Passage given –
>>>>
Direct Marketing Costs. Direct costs incurred relating to the enrollment of new students are capitalized using the successful efforts method. Direct marketing costs include salaries and employee benefits of recruiting representatives and other direct costs less admission processing fees. Successful efforts is the ratio of students enrolled to prospective students interviewed. The higher the rate of interviewed students who enroll, the greater the percentage of our direct marketing costs that are capitalized. We amortize our direct marketing costs on a cost-pool-by-cost-pool basis over the period that we expect to receive revenue streams associated with those assets. The direct costs subject to capitalization are readily quantifiable and are not subject to estimation. The amortization method is based on historical trends of student enrollment and retention activity and is not subject to significant assumptions. We regularly evaluate the future recoverability of these deferred costs.
<<<<
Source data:
>>>>
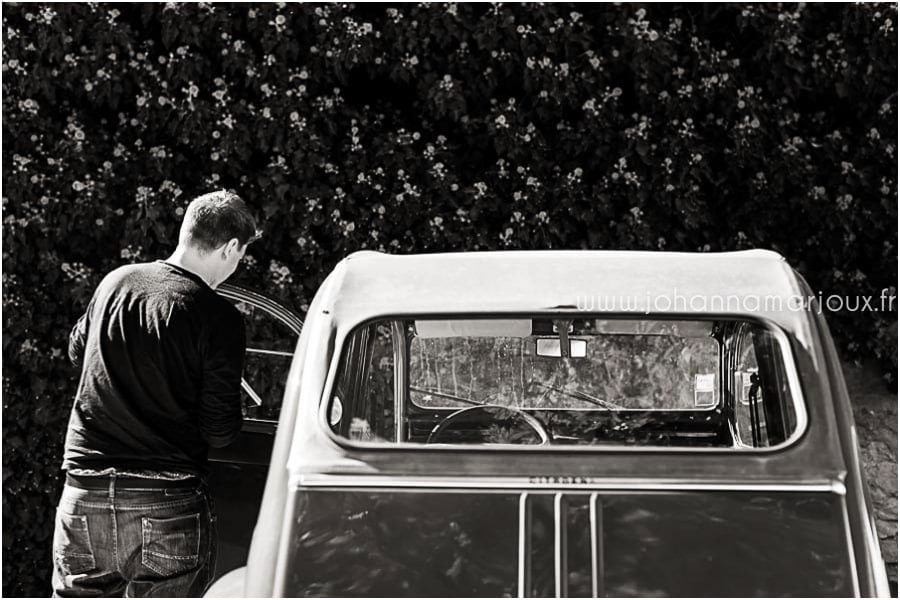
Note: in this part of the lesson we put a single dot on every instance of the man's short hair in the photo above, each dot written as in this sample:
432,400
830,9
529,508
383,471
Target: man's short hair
216,218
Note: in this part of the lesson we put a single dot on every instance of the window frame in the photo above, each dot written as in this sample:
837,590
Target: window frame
781,338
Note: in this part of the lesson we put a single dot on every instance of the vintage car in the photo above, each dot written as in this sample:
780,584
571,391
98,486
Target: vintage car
549,423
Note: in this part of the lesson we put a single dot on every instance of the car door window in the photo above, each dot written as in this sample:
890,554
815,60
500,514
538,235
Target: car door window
271,332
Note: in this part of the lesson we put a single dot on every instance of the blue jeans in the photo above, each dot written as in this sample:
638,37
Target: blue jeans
133,542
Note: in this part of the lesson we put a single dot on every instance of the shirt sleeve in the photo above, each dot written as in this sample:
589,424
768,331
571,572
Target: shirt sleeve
78,336
220,393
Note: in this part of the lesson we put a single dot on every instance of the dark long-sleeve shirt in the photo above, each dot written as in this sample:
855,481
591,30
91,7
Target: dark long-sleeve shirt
161,357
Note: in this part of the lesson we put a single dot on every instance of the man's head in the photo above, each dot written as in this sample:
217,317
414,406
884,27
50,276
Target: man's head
216,230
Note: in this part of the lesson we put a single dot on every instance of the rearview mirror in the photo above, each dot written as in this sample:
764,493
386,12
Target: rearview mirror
553,347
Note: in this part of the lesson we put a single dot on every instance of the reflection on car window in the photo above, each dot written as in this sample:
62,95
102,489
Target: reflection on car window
546,381
270,347
617,372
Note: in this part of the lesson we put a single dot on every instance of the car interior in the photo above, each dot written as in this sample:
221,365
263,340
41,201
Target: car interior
558,380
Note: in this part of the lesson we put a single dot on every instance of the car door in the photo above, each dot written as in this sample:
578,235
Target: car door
238,471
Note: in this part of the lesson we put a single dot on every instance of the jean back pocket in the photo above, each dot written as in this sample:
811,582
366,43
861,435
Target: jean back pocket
170,546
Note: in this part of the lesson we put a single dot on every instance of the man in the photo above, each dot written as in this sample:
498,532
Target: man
161,357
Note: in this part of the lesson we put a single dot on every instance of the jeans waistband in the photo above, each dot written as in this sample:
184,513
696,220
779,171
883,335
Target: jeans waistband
102,482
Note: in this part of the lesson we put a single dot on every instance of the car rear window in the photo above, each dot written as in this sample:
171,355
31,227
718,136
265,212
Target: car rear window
566,381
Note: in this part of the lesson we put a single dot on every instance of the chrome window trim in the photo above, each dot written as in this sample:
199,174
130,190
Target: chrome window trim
524,566
587,484
784,345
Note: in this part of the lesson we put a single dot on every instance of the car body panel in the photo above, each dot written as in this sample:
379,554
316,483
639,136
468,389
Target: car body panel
797,509
500,543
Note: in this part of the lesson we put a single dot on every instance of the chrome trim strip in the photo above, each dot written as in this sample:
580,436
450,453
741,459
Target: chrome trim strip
271,352
524,545
596,547
398,337
578,483
854,569
251,392
560,567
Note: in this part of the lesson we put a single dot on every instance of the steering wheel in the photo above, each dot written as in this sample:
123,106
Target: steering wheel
493,413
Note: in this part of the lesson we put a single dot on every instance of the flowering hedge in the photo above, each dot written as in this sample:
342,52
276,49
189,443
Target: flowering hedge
424,128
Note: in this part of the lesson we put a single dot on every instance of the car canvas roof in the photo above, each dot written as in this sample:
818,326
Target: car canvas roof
746,283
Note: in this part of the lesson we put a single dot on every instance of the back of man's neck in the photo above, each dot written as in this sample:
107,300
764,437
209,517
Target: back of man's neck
182,258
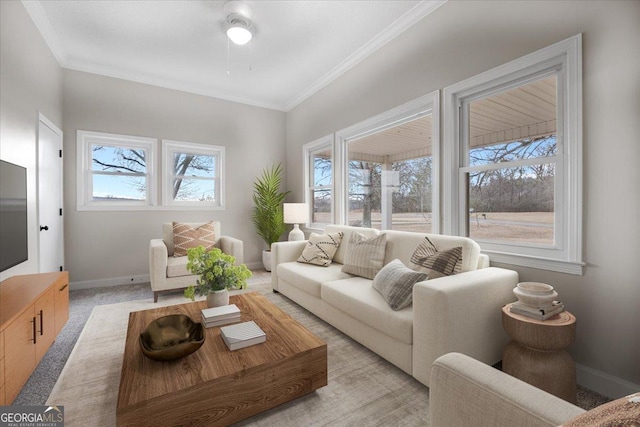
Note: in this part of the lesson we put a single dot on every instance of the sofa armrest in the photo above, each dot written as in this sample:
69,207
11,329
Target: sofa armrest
460,313
232,246
466,392
284,252
158,255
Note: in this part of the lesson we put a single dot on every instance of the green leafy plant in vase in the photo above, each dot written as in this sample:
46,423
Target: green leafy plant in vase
218,274
268,216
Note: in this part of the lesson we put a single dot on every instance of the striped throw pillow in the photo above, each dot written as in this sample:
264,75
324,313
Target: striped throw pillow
435,263
186,237
364,257
395,283
321,248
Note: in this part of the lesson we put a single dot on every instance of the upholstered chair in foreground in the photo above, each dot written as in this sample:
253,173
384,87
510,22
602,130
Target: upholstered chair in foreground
465,392
168,260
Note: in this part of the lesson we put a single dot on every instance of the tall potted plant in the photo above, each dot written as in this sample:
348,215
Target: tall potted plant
268,216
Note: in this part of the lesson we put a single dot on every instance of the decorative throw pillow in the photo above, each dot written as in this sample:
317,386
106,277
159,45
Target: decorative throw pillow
436,263
364,257
321,248
186,237
621,412
395,283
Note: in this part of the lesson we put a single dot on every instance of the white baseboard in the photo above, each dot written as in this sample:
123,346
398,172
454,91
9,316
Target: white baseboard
113,281
603,383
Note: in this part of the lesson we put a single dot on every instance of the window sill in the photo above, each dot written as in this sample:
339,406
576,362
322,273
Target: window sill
561,266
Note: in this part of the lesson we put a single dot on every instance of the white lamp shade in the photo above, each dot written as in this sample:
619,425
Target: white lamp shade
239,34
296,213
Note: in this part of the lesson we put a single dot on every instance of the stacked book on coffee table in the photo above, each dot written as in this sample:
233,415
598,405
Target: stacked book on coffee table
218,316
539,313
242,335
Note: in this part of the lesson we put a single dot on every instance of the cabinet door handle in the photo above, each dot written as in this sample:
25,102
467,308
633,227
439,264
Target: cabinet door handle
34,329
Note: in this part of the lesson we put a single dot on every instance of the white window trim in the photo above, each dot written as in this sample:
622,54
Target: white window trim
567,54
168,148
425,105
308,150
84,175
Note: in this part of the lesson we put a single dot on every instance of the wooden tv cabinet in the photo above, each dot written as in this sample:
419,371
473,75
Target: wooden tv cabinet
33,310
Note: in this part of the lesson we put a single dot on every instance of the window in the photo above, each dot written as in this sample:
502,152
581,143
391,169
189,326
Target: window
192,174
115,171
513,150
319,181
388,169
390,177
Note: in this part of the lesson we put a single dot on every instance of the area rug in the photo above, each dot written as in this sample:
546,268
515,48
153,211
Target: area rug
363,389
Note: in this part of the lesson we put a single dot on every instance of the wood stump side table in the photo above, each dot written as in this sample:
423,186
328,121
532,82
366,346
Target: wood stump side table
537,353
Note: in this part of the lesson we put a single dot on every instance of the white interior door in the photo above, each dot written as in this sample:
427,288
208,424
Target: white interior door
51,237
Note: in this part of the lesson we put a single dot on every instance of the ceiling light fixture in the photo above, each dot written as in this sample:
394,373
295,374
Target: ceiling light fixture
239,30
239,27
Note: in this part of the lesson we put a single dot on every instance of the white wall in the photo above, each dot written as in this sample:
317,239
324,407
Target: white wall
30,82
464,38
111,247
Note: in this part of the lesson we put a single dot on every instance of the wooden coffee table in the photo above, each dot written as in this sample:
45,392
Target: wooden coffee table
215,386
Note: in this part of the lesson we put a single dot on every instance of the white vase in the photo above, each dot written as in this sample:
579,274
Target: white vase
535,294
266,260
218,298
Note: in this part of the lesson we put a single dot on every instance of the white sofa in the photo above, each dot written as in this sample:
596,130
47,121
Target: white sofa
453,313
167,272
465,392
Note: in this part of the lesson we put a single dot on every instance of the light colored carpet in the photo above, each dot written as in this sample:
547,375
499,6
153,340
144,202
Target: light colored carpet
363,388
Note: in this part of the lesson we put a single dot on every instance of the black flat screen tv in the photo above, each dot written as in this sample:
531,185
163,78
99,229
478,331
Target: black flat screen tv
13,215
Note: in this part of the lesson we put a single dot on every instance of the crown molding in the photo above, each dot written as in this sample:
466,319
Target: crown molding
415,14
403,23
39,18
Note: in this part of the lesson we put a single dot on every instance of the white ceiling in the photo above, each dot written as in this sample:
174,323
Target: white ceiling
298,48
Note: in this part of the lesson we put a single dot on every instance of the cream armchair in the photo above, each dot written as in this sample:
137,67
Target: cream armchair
466,392
168,272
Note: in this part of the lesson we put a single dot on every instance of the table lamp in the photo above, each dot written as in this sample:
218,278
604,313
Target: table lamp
295,213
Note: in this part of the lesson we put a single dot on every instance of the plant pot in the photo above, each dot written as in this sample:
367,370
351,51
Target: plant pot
218,298
266,260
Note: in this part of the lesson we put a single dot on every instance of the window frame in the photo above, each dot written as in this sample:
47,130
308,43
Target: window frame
169,147
420,107
565,58
84,140
309,149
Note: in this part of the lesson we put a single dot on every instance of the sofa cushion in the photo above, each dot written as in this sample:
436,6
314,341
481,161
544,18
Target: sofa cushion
395,283
321,248
357,298
347,230
177,267
620,412
309,277
365,257
402,245
437,263
186,237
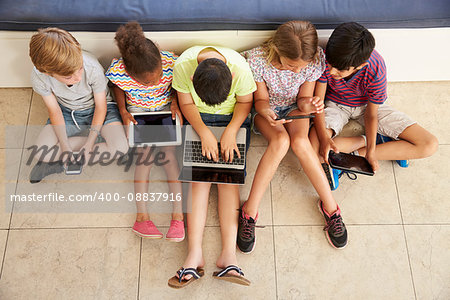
<<<<
Written tasks –
1. According to the passage on direct marketing costs, what is successful efforts?
2. Resume the passage on direct marketing costs, picking up right after its final sentence.
The material above is separate from the passage on direct marketing costs.

Answer list –
1. It is the ratio of students enrolled to prospective students interviewed.

2.
13
Contingent Liabilities. We are subject to litigation in the ordinary course of our business. When we are aware of a claim or potential claim, we assess the likelihood of any loss or exposure. If it is probable that a loss will result and the amount of the loss can be reasonably estimated, we record a liability for the loss. If it is probable that we will incur legal costs associated with a claim or potential claim, we (a) accrue the amount of legal costs that can be reasonably estimated, (b) regularly evaluate the reasonableness of our estimate and (c) make adjustments thereto that we determine to be appropriate. If the loss is not probable or the amount of the loss cannot be reasonably estimated, we disclose the claim if the likelihood of a potential loss is reasonably possible and the amount involved is material. See Note 4 of the Notes to Consolidated Financial Statements set forth elsewhere in this report regarding the estimated legal costs associated with the Actions.
New Accounting Pronouncements
In December 2003, the FASB issued SFAS No. 132 revised (“SFAS No. 132R”), “Employers’ Disclosures about Pensions and Other Postretirement Benefits.” The provisions of SFAS No. 132R do not change the measurement and recognition provisions of SFAS No. 87, “Employers’ Accounting for Pensions,” SFAS No. 88, “Employers’ Accounting for Settlements and Curtailments of Defined Benefit Pension Plans and for Termination Benefits,” and SFAS No. 106, “Employers’ Accounting for Postretirement Benefits Other Than Pensions.” SFAS No. 132R adds interim period and annual financial statement disclosures. See Note 8 of the Notes to Consolidated Financial Statements set forth elsewhere in this report, which presents the additional interim disclosures required by SFAS No. 132R.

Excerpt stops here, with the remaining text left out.